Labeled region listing
*****
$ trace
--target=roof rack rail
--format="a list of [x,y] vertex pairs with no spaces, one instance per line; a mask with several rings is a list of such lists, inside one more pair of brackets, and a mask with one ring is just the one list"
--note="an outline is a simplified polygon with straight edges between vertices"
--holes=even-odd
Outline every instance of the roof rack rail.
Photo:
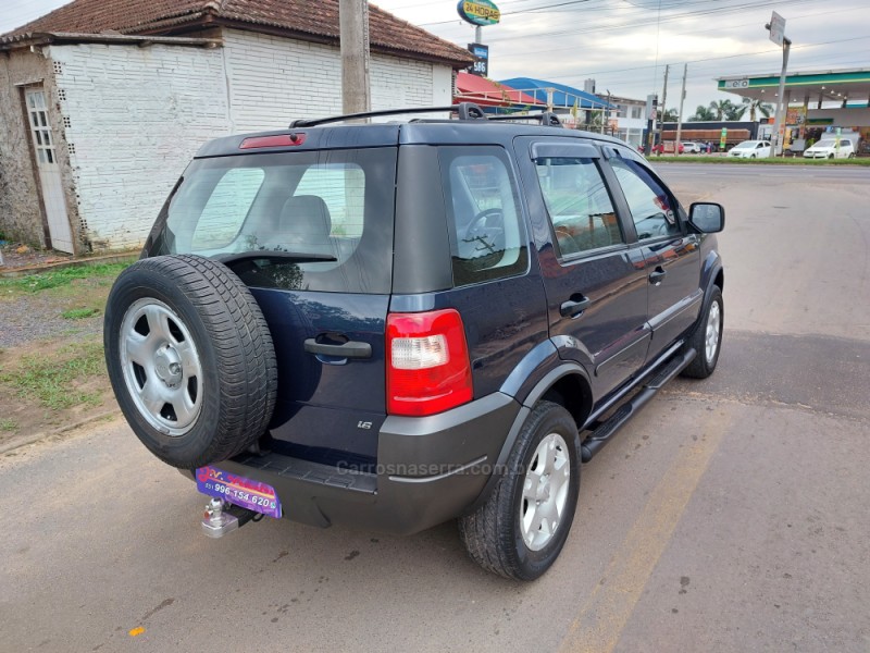
[[384,115],[401,115],[406,113],[435,113],[437,111],[450,111],[459,114],[459,120],[487,120],[486,113],[483,112],[474,102],[460,102],[459,104],[451,104],[449,107],[413,107],[411,109],[386,109],[383,111],[365,111],[363,113],[347,113],[345,115],[331,115],[327,118],[312,118],[295,120],[290,123],[290,128],[298,127],[314,127],[318,125],[325,125],[335,122],[345,122],[347,120],[359,120],[362,118],[381,118]]
[[489,120],[498,121],[513,121],[513,120],[536,120],[545,127],[563,127],[562,121],[552,111],[542,111],[540,113],[526,113],[524,115],[514,115],[511,113],[504,113],[500,115],[490,115]]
*****
* Goal of the exercise *
Can you convert the lines from the start of the listing through the line containing "--holes=even-odd", both included, into a Markdown table with a Position column for the row number and a Text column for the line, leaving out blank lines?

* In response *
| Position | Text |
|---|---|
| 1 | $ trace |
| 2 | --target=roof rack rail |
| 3 | --format="a list of [x,y] vertex pairs with no spaces, one instance per line; a mask with several rings is a list of such lists, inside one more pair of brackets, and a mask with one ring is just the one list" |
| 4 | --note="an outline is a simplified polygon with straight edges between vertices" |
| 5 | --holes=even-odd |